TEXT SECTION:
····················

“Beauty cannot be measured, you see. It must be perceived.”
The following paragraphs are taken from an article by Lili Földes entitled The Other Masters of the Keyboard, published in the 1970s. Through the experience of being married to a concert pianist (Andor Földes) and the keen eye of a journalist, Mrs. Foldes pulls back the curtain on the unsung artists of the keyboard – and the rest of the instrument we know as the piano.
“Shortly after I married my concert-pianist husband, a dapper man carrying a small tool kit came to our apartment. Spreading his instruments near our concert grand, he began hitting each key over and over with one hand, while adjusting the piano’s insides with the other. After well over an hour of ping, ping, ping, he began playing but only broken chords, fragments of famous pieces. Then he declared the instrument in good order and left. Poor man, I thought. He couldn’t become a pianist, so he settled for the mechanical job of piano tuner.
Now I know better. I have learned that piano technicians, as they are correctly called, are a remarkable breed of craftsmen, practicing a unique and exacting profession that takes five years to master. And they are in desperately short supply. Small wonder. Some 700,000 pianos are sold worldwide every year, ranging from $1500 uprights to $20,000 concert grands. And the average family piano should be but rarely is tuned every three months. Professional instruments require attention before every performance.”

····················

DATA EXCERPTS:

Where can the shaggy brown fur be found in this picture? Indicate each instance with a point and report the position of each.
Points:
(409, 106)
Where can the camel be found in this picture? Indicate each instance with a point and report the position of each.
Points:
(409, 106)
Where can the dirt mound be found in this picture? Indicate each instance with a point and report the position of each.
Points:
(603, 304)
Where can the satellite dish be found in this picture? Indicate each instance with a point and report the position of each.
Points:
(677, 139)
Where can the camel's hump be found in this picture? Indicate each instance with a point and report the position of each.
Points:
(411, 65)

····················

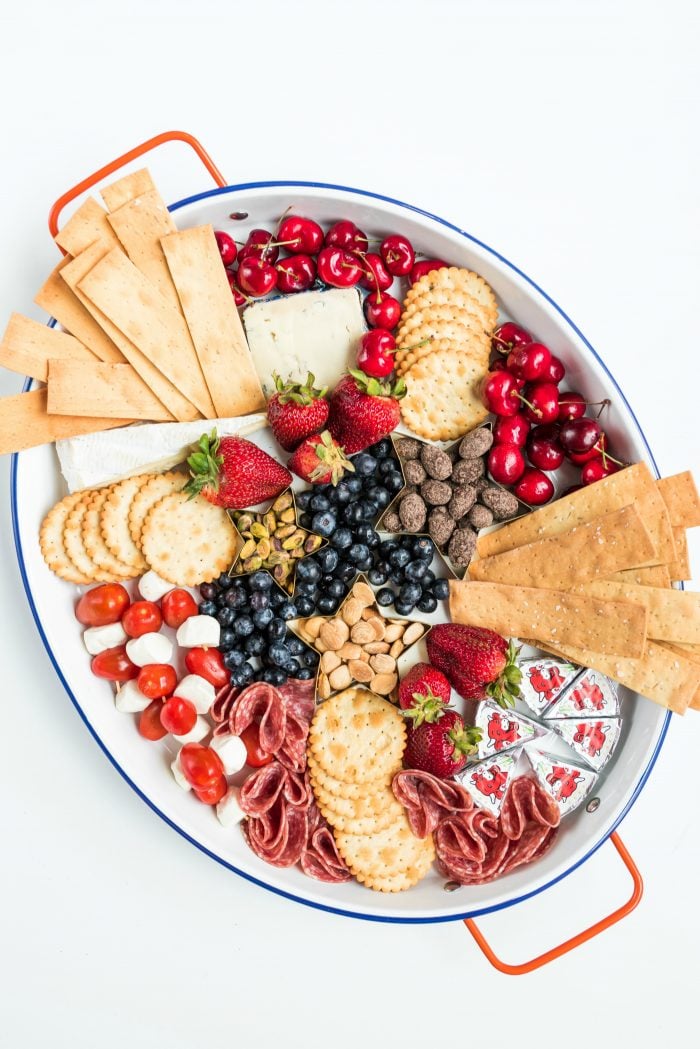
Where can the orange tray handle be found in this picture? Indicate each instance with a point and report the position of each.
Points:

····················

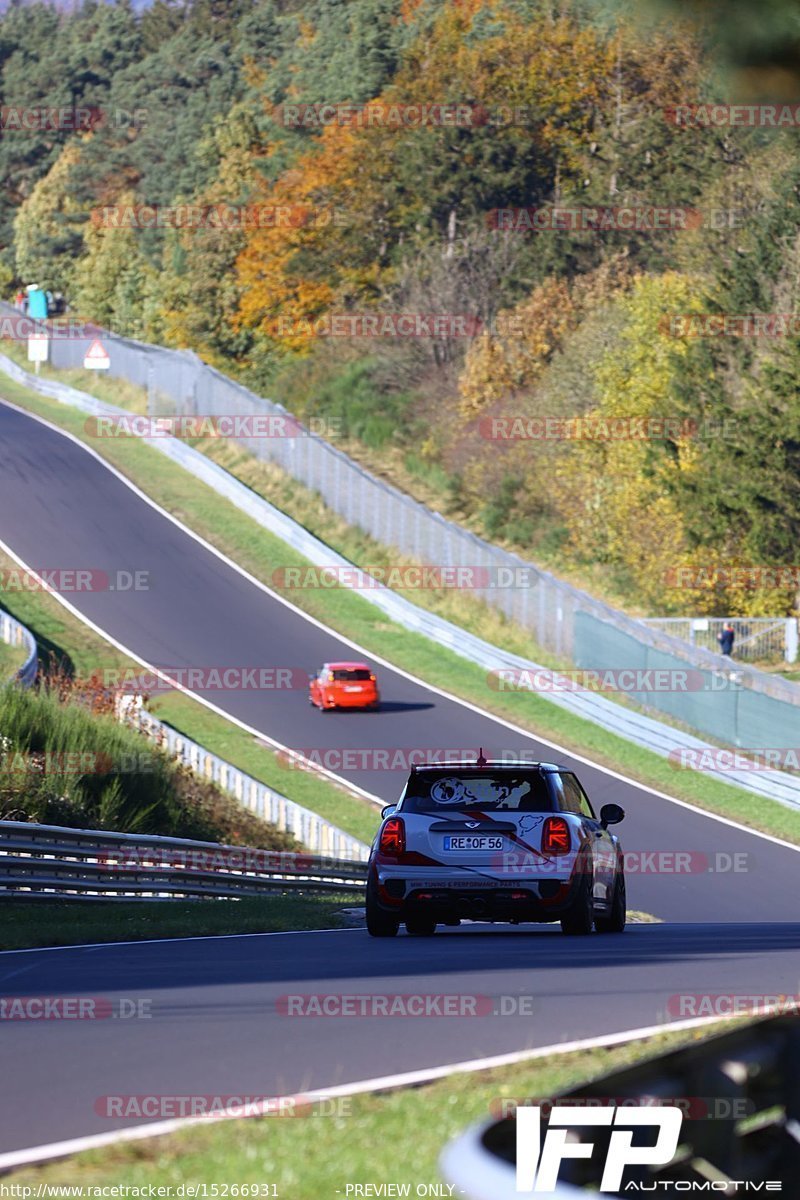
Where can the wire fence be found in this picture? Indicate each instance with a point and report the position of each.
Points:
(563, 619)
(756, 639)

····················

PROMPT A:
Gather every line in the rows that contains the string "this", matching case exactly.
PROMPT B:
Pick up the passage about piano technicians after its final sentence and extend it.

OUTPUT A:
Where can the shaggy brown fur be found in this picture? Indicate each instance with a point and report the position of each.
Where can the camel be found in this picture? Indicate each instance with a point and report the position of each.
Where can the dirt mound be found in this picture? Indicate each instance with a point and report the position of each.
Where can the satellite dish be found in this picture? Indicate each instance with a point and report the position of each.
Where can the camel's hump be found in this picture? Indicate each instance with a point and report the position of each.
Where can the orange tray handle be found in this picture? Indicate each instance with a point and report the position of each.
Where can the wire fence be found in this picture? Indicate each instance with a point and report the position of each.

OUTPUT B:
“Tuning always begins in the center of the keyboard, with middle A, whose vibration frequency is established at 440 double vibrations per second. The tuner knocks his steel tuning fork gently against his knee and, with ears cocked like a gun dog’s, he turns the tuning pin of the middle A string until its vibrations match those of the fork. He then tunes the rest of the strings into a harmonious unity of sound.
Regulation of the piano’s action requires that each key move exactly 9.5 millimeters before the hammer strikes the strings. If one key is off by as much as the thickness of a sheet of paper, the entire balance of the keyboard could be upset.
Voicing, or adjusting tone volume and color, is the most difficult of all, for a good tone regulator must be able to “imagine” a beautiful tone with the mind’s ear. Tone quality depends on things like the force of the piano’s action and, above all, the hardness or softness of the felt covering the hammers.
When the felt is new or after it has had strenuous use, it is sometimes too hard. This mars the piano’s tone, and the felt must be made more elastic by puncturing it with a threepronged instrument. It is an exacting and risky art. Puncturing the felt a fraction too deeply, or too much to one side or the other, can ruin the piano’s tone.”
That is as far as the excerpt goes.